Rewrite the lines of the entries below as a numbered list, leaving out blank lines and the pictures.
** Begin Given information **
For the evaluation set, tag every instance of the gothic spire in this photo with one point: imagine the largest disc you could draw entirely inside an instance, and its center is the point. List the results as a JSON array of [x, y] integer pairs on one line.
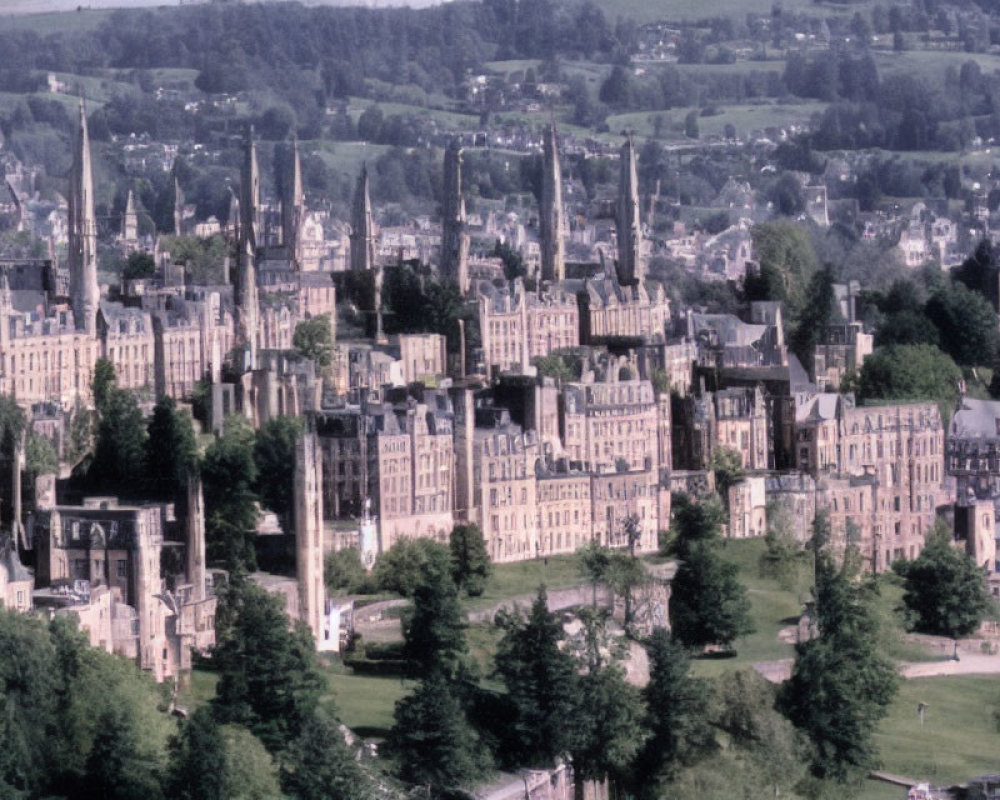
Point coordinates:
[[84, 291], [551, 223]]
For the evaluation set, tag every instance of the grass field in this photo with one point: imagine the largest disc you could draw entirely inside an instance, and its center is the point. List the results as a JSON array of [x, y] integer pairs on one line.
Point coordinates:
[[959, 739]]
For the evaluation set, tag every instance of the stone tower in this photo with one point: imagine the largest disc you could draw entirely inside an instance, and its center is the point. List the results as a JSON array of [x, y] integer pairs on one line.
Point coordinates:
[[130, 221], [454, 239], [196, 537], [550, 221], [83, 289], [178, 207], [293, 207], [309, 534], [631, 269], [246, 278], [362, 225]]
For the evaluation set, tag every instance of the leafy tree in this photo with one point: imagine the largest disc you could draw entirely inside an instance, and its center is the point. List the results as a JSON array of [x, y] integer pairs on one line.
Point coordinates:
[[470, 562], [787, 262], [841, 685], [541, 682], [408, 563], [171, 452], [313, 339], [103, 383], [319, 766], [344, 572], [229, 474], [708, 604], [119, 464], [910, 372], [274, 456], [139, 265], [269, 681], [676, 715], [945, 591], [606, 730], [434, 629], [727, 464], [115, 769], [432, 741], [197, 759], [967, 324]]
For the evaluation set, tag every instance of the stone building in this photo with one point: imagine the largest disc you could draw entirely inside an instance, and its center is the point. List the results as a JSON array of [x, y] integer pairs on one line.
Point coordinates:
[[517, 326]]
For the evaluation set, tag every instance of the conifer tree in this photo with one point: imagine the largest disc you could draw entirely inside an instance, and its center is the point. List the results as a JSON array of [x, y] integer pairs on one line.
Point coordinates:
[[541, 682]]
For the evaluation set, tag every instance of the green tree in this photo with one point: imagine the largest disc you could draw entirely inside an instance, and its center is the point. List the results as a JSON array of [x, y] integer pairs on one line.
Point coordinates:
[[967, 324], [197, 759], [470, 562], [432, 741], [910, 372], [787, 262], [676, 715], [104, 382], [540, 678], [319, 767], [313, 339], [274, 456], [344, 572], [727, 464], [116, 770], [139, 265], [405, 565], [945, 590], [171, 451], [606, 730], [229, 474], [708, 604], [841, 684], [269, 680], [119, 464], [434, 629]]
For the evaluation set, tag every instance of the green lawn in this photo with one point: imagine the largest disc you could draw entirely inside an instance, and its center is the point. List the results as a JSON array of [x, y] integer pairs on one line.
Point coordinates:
[[959, 739], [524, 578], [364, 703]]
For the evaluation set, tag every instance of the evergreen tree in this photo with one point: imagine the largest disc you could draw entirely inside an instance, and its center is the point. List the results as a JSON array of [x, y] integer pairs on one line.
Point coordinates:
[[171, 452], [606, 730], [470, 563], [229, 473], [116, 770], [708, 604], [119, 464], [268, 677], [541, 682], [945, 590], [104, 382], [434, 630], [197, 759], [319, 767], [274, 456], [432, 741], [676, 715], [841, 685]]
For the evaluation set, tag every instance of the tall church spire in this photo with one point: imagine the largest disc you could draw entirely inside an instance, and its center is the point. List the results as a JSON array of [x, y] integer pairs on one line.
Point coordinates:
[[293, 207], [551, 222], [362, 225], [246, 278], [454, 239], [83, 289], [631, 268]]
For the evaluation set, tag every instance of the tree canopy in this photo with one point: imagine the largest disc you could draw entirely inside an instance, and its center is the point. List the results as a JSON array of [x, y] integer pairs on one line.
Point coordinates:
[[945, 591]]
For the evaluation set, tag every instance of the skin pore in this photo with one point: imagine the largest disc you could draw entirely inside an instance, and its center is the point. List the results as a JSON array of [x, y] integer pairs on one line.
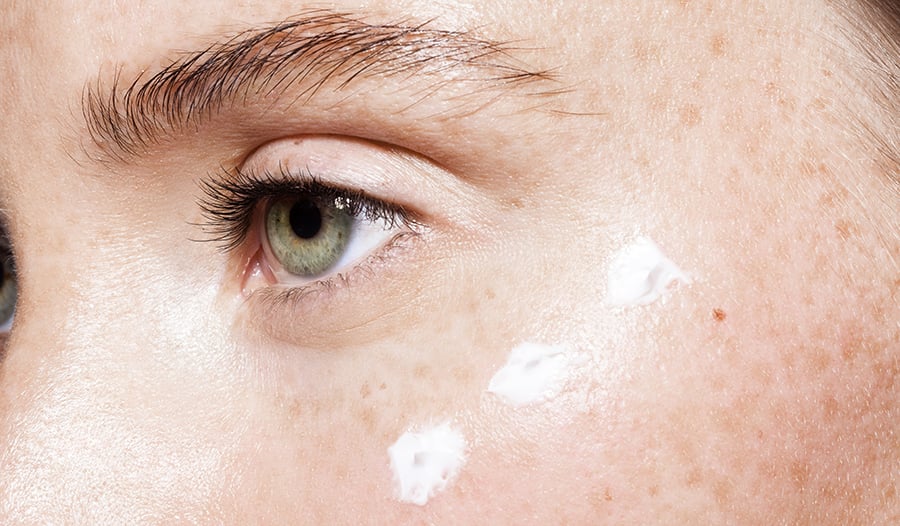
** End Given information **
● Answer to the task
1. For the evaluation set, tag every instance of the gothic spire in this photo with one point: imagine the largest disc you could draw entirely inside an instance, and its center is the point. List the results as a JSON array of [x, y] integer pairs on one line.
2. Point coordinates:
3. [[84, 291], [551, 223]]
4. For the evaluation set, tag every instance of the grass field in this photo with one point: imagine the largest disc you could draw entirely inside an instance, and its center is the point. List the results as a JSON array of [x, y] integer pairs on one line.
5. Point coordinates:
6. [[959, 739]]
7. For the evaluation set, tag every instance of the stone tower in this photo with one point: imagine the largest disc you could draw entirely inside an instance, and its center is the point. List the results as a JSON array of [x, y] integer pairs on one line.
8. Point coordinates:
9. [[130, 221], [454, 239], [196, 537], [550, 221], [83, 289], [178, 207], [293, 207], [309, 534], [631, 269], [246, 278], [362, 225]]
10. For the evaluation set, tag every instance of the leafy tree in this photo with one point: imagine the largest disc you could draw entirely inside an instance, and its center is the point. List the results as a JSON array of [x, y] integer pairs on one line.
11. Point coordinates:
12. [[470, 562], [787, 262], [841, 685], [541, 682], [408, 563], [171, 452], [313, 339], [103, 383], [319, 766], [344, 572], [229, 474], [708, 604], [119, 464], [910, 372], [274, 456], [139, 265], [269, 681], [676, 715], [945, 591], [606, 730], [434, 629], [727, 464], [115, 769], [432, 741], [197, 759], [967, 324]]
13. For the evaluation set, tag every instance of the stone building in this photo with one point: imagine the largest disc you could draw entirely inside an instance, and its center is the point. List the results as a JSON array of [x, y] integer pairs on one line.
14. Point coordinates:
15. [[517, 326]]
16. For the evaluation set, tag every instance of the conifer tree in this photo with one point: imagine the largest disc you could draw entirely inside an instance, and its center is the point. List the results as a JSON array of [x, y] integer pairs on one line.
17. Point coordinates:
18. [[541, 682]]
19. For the evaluation set, tag every instance of the green tree in this photo with one point: imagine the largest disc you could draw entirely inside an instance, and its center is the point. List the results as a JSON array of [x, y] integer pairs on one line.
20. Point coordinates:
21. [[967, 324], [197, 759], [470, 562], [432, 741], [910, 372], [787, 262], [676, 715], [104, 382], [540, 678], [319, 767], [313, 339], [274, 456], [344, 572], [727, 464], [116, 770], [139, 265], [405, 565], [945, 590], [171, 451], [606, 730], [229, 474], [708, 604], [841, 684], [269, 680], [119, 464], [434, 629]]
22. For the evaluation set, tag every instance of the green lawn in this photo with one point: imagine the largest disc you could draw entirely inside an instance, and its center is the point. List the results as a JSON array of [x, y] integer pairs on one line.
23. Point coordinates:
24. [[959, 739], [524, 578], [364, 703]]
25. For the evaluation set, tag every instance of the evergreen tree in this photo with one point: imagine the largest disc you could draw entirely inside an instance, and its center is the point. List the results as a JSON array of [x, y] integer pairs on one line.
26. Point coordinates:
27. [[171, 452], [606, 730], [470, 563], [229, 473], [116, 770], [708, 604], [119, 464], [268, 677], [541, 682], [945, 590], [104, 382], [434, 630], [197, 759], [319, 767], [274, 456], [432, 741], [676, 715], [841, 685]]
28. For the evaluation set, tag every instance of the tall church spire in this photo with one point: imagine the largest disc you could draw entirely inside an instance, and its center is the point. List the results as a JSON array of [x, y] integer pairs on one line.
29. Point coordinates:
30. [[293, 207], [551, 222], [362, 225], [246, 278], [454, 239], [83, 289], [631, 268]]
31. For the evaluation set, tag every instance of the tree canopy in this photo with one point: imagine the largest disc you could draw entirely inside an instance, and its center is the point. List the results as a JSON array of [x, y] integer pairs on one line.
32. Point coordinates:
33. [[945, 591]]
34. For the evaluation set, tag every instance of the skin pore in this photo with one point: imagine the largest disc you could draw entirely inside an instance, and its center is the point. List the results as a JSON array of [x, y] integer pairs on one line.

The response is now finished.